◆ SOURCE PASSAGE ◆
## BEGIN

# A king and a school bus



## froglegs (Mar 24, 2008)

I caught and released a 30" king and then hooked a school bus. 

It towed me 1 to 2 miles east. My guess is 40-50 lbs and was 40".


----------



## The Pitt (Apr 7, 2012)

Bet that was a blast!


----------



## H2OMARK (Oct 2, 2007)

Dang, bet that was a ride.


----------



## Lexcore (May 5, 2012)

How much was the toll on that school bus :whistling::yes::thumbsup:


----------



## Lexcore (May 5, 2012)

:thumbup: You welcome :thumbup:


----------



## ace529 (Oct 14, 2011)

Dang that is awesome! Congrats. I can't wait to hook up on something that big in my yak? which beach were you fishing?


----------



## froglegs (Mar 24, 2008)

Thanks Lex! I only have my phone so thanks for the help.

## END

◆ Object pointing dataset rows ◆

## BEGIN

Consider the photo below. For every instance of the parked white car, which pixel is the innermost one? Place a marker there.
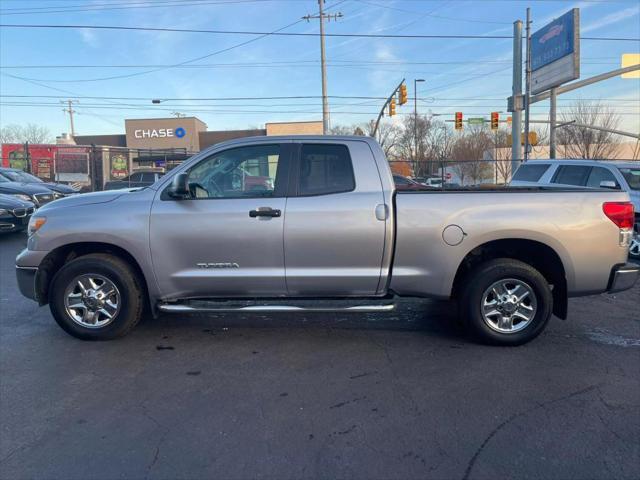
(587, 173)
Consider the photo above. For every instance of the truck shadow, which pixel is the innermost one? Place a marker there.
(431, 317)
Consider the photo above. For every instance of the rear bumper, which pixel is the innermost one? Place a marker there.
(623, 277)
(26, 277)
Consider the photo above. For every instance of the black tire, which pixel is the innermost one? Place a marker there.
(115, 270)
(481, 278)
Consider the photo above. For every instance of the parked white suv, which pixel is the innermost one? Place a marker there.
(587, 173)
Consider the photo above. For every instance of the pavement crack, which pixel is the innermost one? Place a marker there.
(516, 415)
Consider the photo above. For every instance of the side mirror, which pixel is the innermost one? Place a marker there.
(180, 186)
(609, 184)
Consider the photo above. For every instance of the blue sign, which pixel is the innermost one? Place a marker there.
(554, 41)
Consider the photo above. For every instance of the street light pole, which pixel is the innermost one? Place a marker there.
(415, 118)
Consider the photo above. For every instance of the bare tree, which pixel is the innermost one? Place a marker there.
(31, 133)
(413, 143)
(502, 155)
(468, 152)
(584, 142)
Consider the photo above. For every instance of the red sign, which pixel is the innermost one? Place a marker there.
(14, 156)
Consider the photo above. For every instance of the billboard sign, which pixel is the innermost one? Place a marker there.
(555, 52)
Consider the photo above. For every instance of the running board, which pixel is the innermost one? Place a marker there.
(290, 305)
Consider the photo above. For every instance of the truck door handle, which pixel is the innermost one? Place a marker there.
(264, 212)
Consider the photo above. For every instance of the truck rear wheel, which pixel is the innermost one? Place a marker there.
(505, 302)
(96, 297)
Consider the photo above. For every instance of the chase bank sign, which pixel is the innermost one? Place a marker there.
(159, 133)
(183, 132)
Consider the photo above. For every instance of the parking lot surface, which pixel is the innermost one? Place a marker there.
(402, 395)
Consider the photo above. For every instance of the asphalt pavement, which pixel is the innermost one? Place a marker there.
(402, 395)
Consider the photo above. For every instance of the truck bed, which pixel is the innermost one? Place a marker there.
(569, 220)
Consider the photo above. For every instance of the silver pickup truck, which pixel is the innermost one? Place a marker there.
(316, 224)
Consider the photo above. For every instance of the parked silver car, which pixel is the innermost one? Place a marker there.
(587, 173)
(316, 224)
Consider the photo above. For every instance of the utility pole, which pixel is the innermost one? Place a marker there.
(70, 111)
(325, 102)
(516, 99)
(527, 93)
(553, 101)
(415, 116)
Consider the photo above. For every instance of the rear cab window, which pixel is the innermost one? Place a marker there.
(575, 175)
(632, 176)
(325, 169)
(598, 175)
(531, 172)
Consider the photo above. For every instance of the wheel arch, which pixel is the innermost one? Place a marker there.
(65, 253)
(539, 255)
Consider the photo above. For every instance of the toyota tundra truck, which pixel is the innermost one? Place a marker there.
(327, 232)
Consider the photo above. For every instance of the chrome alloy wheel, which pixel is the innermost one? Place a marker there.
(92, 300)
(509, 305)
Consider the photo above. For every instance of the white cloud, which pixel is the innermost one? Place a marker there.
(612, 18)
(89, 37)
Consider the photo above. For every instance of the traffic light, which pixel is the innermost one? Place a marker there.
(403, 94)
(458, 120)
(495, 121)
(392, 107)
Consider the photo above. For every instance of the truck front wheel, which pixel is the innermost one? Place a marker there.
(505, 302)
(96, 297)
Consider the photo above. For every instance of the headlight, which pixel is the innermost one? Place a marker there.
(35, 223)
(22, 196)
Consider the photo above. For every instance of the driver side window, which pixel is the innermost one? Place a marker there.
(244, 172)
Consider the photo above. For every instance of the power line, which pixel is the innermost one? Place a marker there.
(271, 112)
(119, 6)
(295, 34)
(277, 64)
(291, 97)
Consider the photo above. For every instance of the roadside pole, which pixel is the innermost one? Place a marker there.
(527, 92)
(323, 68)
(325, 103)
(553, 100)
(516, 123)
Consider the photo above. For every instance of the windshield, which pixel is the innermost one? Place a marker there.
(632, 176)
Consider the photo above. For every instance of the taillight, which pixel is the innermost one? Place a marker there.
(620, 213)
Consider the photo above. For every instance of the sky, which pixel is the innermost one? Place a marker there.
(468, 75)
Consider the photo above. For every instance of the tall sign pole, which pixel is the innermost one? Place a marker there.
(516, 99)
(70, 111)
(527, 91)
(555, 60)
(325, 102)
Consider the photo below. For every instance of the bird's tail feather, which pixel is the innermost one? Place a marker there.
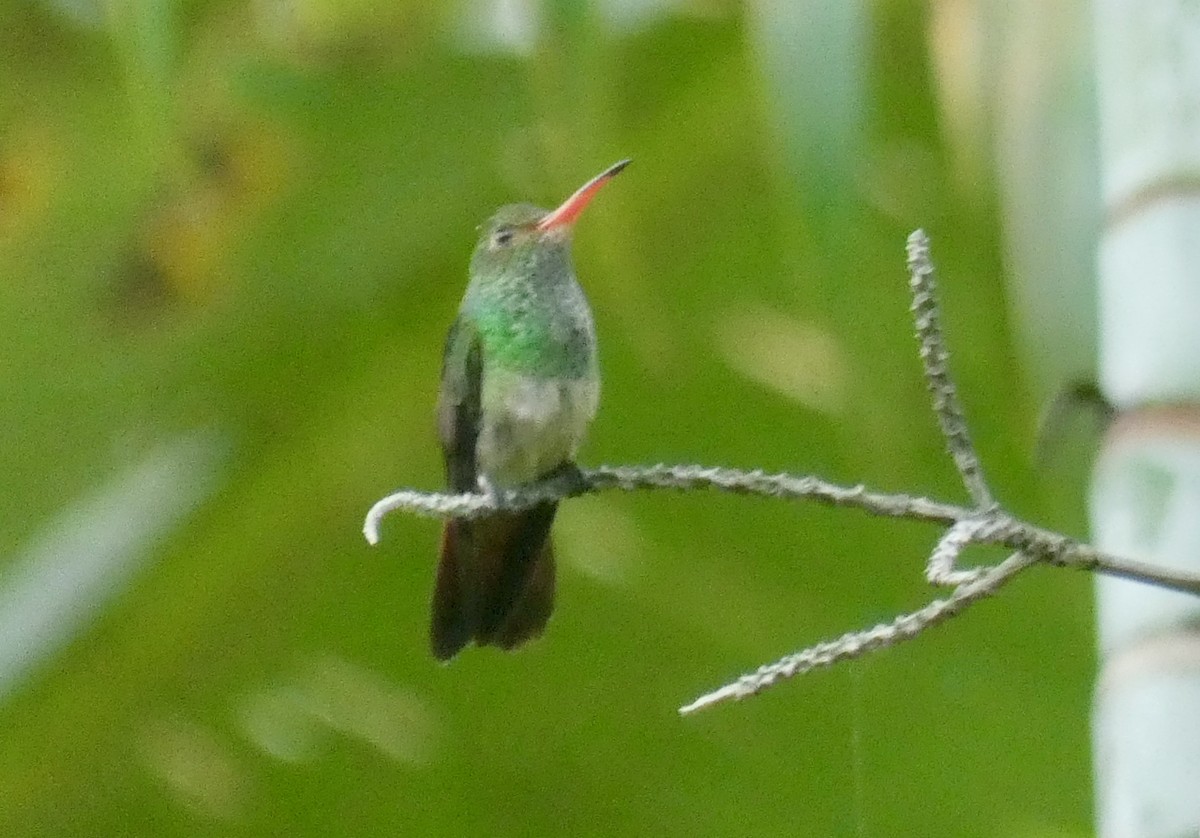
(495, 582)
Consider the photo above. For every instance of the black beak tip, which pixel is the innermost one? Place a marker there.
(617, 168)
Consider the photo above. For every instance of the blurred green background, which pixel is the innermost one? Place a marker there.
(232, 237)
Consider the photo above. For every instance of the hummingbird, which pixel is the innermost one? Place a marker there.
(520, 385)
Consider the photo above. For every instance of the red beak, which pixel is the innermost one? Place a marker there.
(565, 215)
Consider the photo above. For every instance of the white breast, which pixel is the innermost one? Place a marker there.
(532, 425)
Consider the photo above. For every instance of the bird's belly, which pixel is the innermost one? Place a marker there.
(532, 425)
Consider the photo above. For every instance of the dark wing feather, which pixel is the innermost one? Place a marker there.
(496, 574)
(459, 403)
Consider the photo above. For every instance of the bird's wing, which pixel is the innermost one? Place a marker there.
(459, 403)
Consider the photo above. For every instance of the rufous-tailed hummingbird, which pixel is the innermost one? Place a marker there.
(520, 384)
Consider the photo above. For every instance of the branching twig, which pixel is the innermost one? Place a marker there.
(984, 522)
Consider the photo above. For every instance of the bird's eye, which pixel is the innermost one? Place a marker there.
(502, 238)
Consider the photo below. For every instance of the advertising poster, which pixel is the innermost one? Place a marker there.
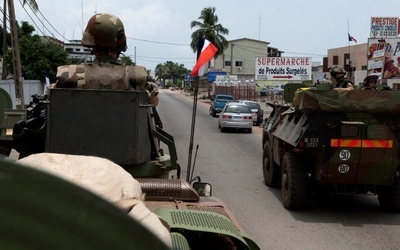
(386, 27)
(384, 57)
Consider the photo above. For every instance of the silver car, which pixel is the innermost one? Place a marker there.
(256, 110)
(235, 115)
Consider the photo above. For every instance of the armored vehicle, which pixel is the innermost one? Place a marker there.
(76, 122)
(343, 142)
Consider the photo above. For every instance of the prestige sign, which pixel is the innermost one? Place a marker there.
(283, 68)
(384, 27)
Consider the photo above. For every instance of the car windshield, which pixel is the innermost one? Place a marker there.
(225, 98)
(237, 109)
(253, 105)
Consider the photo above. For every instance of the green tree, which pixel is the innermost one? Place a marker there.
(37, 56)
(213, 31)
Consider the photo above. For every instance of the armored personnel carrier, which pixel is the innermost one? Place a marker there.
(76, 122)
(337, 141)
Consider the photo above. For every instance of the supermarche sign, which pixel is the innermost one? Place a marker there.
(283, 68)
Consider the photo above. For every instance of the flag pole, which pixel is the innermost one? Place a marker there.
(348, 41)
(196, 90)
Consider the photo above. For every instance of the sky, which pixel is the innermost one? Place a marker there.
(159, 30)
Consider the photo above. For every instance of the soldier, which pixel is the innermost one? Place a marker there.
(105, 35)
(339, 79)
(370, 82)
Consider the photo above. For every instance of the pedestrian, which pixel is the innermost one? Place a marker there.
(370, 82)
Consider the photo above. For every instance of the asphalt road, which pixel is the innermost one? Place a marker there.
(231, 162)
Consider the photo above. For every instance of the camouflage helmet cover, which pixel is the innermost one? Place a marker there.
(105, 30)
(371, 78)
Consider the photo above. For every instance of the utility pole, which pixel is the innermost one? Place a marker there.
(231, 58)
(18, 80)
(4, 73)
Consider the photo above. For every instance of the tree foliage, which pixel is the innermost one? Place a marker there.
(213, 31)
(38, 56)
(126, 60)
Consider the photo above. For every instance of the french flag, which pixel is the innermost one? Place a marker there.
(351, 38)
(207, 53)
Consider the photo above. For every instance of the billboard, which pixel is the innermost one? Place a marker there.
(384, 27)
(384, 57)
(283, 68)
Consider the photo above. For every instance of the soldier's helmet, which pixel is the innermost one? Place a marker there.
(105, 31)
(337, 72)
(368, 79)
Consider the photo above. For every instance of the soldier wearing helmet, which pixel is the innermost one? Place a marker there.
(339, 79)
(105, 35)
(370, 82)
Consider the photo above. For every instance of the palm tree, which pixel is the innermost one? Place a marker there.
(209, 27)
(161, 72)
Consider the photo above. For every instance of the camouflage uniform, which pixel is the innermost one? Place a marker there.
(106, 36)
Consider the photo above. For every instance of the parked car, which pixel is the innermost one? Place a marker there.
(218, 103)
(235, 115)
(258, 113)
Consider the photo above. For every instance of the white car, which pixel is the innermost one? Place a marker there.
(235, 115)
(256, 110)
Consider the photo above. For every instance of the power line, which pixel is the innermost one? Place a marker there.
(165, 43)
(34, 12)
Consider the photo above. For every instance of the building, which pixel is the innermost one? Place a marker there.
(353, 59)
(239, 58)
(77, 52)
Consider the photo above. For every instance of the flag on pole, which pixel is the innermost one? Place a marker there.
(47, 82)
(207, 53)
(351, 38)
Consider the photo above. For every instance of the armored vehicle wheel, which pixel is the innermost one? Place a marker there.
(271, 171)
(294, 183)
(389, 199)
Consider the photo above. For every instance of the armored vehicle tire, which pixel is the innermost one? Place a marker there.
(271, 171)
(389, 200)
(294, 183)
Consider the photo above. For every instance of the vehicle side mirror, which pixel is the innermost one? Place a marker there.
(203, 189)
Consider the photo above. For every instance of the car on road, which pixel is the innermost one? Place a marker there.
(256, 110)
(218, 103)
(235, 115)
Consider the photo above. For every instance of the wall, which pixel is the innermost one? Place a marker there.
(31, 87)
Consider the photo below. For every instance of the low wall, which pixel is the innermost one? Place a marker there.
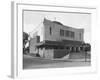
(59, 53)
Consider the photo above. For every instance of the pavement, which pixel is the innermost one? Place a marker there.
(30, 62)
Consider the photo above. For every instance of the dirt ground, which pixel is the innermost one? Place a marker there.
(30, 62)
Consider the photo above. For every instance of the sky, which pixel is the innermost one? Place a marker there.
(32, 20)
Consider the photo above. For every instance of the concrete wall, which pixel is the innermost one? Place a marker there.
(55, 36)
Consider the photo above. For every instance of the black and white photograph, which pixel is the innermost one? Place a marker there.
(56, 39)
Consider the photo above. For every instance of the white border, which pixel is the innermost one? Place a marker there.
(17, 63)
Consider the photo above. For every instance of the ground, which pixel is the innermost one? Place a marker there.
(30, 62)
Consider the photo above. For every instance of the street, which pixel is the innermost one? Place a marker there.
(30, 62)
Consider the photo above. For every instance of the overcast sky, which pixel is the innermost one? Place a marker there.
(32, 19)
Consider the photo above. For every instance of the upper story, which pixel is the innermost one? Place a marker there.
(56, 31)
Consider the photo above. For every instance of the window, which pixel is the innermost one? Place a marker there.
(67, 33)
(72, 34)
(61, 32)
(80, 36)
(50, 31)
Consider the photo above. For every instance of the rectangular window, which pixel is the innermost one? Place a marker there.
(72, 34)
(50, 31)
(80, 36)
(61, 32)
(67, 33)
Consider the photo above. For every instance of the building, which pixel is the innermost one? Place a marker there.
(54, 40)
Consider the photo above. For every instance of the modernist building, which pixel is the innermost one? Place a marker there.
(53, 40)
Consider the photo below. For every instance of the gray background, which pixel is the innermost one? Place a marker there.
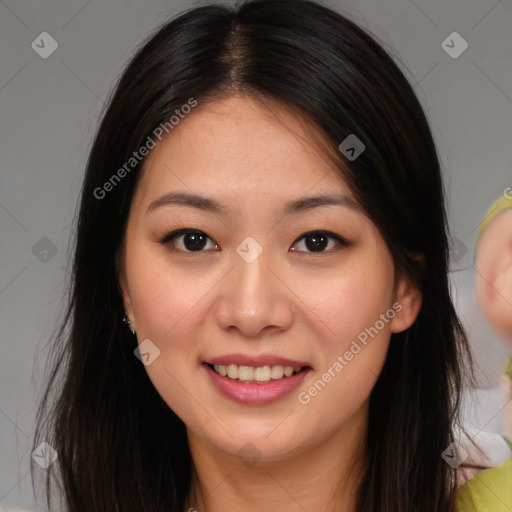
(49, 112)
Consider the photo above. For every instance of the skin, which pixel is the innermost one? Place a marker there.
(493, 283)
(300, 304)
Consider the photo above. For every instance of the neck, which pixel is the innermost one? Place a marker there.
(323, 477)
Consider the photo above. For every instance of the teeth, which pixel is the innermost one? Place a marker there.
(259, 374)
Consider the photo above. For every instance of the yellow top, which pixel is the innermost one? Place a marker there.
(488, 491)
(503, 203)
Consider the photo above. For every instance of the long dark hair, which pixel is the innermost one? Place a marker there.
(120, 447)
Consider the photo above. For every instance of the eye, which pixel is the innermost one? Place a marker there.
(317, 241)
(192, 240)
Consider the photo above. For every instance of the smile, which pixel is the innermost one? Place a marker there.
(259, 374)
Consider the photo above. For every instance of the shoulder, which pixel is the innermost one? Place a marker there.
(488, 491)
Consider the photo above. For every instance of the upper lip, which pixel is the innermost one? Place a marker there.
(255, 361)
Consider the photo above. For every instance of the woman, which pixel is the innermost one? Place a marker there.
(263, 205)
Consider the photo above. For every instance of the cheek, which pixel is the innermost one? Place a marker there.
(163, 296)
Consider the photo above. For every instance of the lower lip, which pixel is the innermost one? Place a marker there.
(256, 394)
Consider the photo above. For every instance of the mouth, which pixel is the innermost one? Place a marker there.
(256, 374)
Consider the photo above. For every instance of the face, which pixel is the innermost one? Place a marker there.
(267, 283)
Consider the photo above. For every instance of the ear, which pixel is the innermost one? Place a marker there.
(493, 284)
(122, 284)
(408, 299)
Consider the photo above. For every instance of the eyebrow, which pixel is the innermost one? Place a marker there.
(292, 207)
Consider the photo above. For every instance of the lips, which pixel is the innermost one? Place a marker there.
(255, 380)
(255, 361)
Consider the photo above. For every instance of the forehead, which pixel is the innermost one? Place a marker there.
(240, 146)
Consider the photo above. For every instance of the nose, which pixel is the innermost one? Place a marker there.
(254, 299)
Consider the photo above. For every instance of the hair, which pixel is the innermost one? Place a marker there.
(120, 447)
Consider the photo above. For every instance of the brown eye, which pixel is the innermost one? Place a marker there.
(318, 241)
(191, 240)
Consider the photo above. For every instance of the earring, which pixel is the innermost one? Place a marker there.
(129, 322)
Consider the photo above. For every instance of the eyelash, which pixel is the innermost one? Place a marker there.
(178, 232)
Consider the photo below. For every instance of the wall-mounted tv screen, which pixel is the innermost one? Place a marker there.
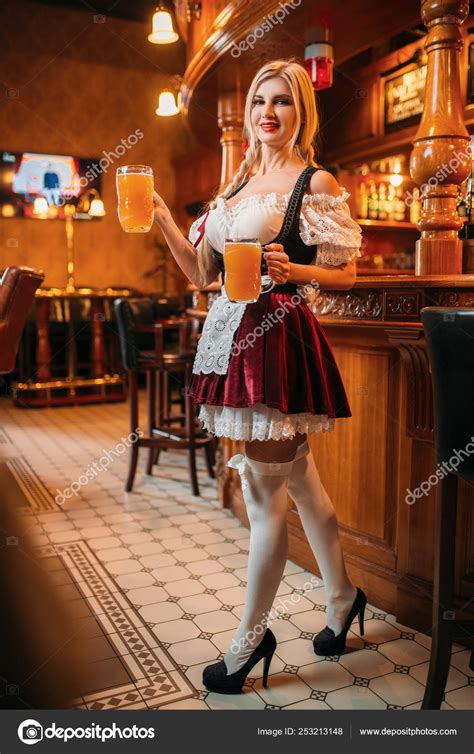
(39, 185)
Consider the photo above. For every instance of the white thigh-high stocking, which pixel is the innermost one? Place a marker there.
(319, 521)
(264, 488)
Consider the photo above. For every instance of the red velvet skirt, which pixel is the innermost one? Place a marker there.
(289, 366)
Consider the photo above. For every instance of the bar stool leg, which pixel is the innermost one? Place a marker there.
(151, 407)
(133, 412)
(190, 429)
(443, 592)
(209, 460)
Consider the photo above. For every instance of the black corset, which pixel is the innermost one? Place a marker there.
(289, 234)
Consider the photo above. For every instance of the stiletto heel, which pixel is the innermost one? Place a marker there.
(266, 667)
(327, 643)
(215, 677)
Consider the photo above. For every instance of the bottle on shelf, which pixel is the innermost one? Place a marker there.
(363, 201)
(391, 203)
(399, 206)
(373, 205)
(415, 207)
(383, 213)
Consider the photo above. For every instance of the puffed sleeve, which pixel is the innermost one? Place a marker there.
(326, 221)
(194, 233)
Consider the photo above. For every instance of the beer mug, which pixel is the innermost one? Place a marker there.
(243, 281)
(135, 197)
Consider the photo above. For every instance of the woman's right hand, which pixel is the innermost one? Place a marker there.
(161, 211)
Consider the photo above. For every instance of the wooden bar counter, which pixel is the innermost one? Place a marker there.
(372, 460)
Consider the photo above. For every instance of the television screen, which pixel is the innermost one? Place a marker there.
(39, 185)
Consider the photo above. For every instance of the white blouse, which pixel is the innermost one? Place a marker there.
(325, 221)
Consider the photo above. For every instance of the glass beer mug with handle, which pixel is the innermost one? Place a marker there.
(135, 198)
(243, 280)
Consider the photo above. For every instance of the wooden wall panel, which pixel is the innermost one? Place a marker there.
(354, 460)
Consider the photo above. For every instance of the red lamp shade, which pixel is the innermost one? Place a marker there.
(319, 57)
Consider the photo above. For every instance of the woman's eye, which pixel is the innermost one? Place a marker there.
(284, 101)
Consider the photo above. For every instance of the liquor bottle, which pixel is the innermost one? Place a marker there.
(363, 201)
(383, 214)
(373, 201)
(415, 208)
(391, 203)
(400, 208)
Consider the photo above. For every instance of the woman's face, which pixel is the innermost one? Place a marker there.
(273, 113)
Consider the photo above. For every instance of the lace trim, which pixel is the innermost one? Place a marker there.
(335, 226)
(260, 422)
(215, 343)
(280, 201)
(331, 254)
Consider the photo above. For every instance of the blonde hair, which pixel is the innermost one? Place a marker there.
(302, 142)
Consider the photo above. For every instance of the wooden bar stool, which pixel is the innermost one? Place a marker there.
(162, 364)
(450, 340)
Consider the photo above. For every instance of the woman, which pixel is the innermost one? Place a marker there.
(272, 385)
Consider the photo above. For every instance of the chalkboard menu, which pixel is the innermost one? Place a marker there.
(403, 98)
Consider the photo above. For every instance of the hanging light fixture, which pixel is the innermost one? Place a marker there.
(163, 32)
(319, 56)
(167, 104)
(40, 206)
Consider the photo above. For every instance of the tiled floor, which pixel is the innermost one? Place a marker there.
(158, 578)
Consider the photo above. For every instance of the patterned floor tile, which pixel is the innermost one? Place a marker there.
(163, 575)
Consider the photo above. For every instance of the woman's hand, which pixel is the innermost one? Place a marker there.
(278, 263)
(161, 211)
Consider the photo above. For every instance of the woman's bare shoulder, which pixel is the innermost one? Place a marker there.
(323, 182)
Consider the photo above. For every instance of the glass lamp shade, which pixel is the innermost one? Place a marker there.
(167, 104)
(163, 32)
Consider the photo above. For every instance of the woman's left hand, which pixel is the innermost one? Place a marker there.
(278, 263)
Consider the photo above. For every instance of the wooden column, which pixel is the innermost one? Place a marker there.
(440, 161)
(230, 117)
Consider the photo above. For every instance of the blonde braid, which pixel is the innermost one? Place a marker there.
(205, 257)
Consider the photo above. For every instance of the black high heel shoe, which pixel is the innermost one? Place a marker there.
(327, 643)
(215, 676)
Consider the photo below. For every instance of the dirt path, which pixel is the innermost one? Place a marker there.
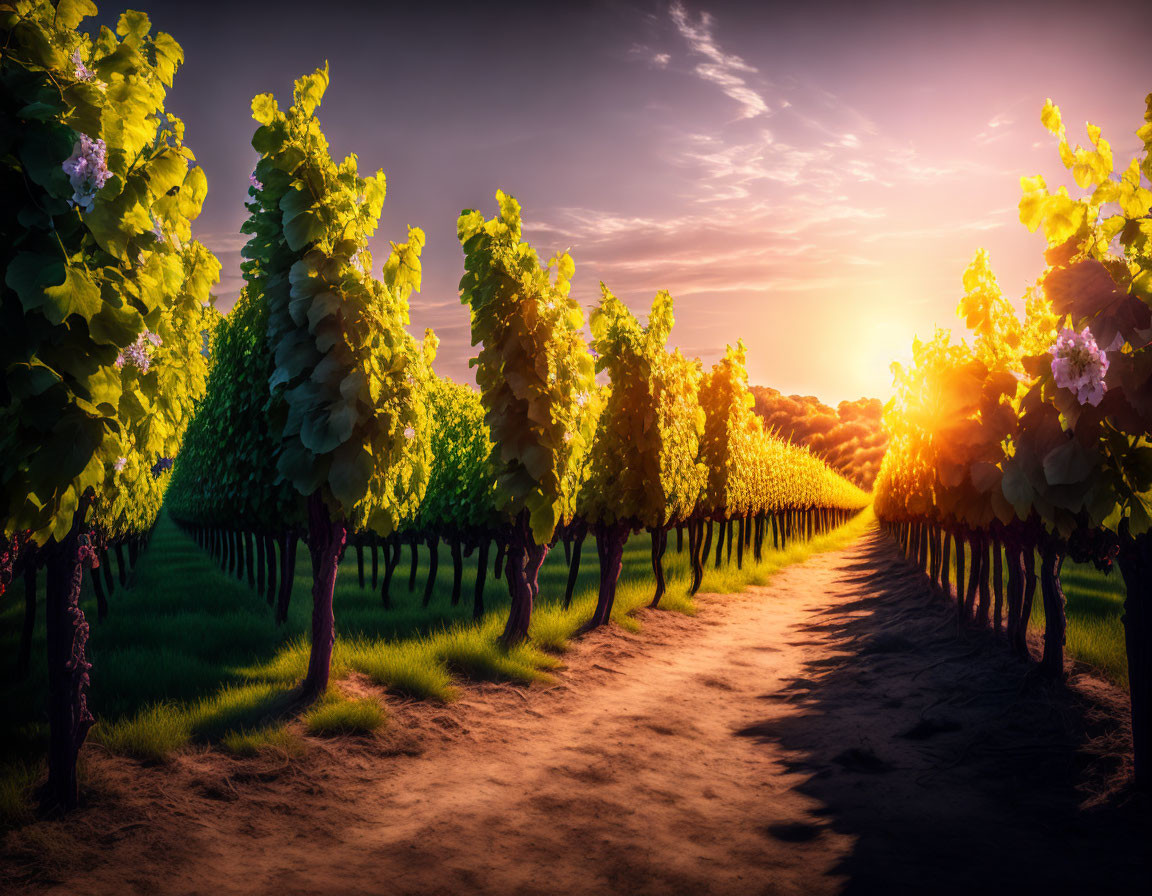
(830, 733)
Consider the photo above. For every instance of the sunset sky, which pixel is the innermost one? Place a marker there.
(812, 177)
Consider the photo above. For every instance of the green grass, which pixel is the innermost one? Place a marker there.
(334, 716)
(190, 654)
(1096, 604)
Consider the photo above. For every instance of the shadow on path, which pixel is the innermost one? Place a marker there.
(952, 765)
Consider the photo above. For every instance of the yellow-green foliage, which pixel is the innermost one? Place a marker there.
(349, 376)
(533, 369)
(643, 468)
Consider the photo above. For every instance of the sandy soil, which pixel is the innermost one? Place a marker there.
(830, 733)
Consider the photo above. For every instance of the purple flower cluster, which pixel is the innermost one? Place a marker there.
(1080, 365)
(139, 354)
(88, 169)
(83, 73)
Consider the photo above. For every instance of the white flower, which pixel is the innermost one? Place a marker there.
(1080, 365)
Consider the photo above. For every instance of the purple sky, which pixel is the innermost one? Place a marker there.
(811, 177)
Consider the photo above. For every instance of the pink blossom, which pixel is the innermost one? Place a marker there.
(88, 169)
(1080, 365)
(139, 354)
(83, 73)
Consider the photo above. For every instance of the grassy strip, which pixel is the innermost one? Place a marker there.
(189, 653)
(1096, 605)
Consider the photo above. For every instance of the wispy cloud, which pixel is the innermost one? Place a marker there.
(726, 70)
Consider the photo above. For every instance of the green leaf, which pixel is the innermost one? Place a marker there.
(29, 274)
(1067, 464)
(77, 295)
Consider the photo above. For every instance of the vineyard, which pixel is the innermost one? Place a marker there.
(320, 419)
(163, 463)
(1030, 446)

## END

◆ YOUR TASKS ◆
- A) For each statement, say yes or no as to whether it agrees with the fishing thread, and quote the words from the thread that settle it. (i) The 30" king was let go after being caught. (ii) The large fish towed the angler about five miles to the west. (iii) ace529 asks which beach the fishing took place from.
- B) Pick up the fishing thread after its final post and write what comes next.

◆ ANSWERS TO THE TASKS ◆
- A)
(i) Yes: "I caught and released a 30" king"
(ii) No: "It towed me 1 to 2 miles east."
(iii) Yes: "which beach were you fishing?"

- B)
Ace I am staying at Carillon Beach but visited Panama City this morning


----------



## Lexcore (May 5, 2012)

froglegs said:


> Thanks Lex! I only have my phone so thanks for the help.
> 
> You welcome keep catching and posting :notworthy::thumbup::yes:


----------



## jbs_bama (May 24, 2010)

Very nice.


----------



## Ivarie (Mar 2, 2010)

That's a giant jack crevalle for sure!


----------



## JD7.62 (Feb 13, 2008)

Better you then me! Thats a stud jack!


----------



## J.Roberts (Jun 10, 2013)

Nice fish man, bet that was a fun fight!

Do yall eat those things?


----------



## salt-life (Feb 20, 2012)

So you mean to tell me that you kept a jack but released the king? Haha just kidding man. NICE fish tho!


----------



## froglegs (Mar 24, 2008)

salt-life said:


> So you mean to tell me that you kept a jack but released the king? Haha just kidding man. NICE fish tho!


Lol! I am having a king feast tonight and didn't need any more meat. As for the Jack I tried to release him but he was done. He floated around for a while so I grabbed him back to pull up on the beach with him and get some pics.


----------



## Caddy Yakker (May 21, 2011)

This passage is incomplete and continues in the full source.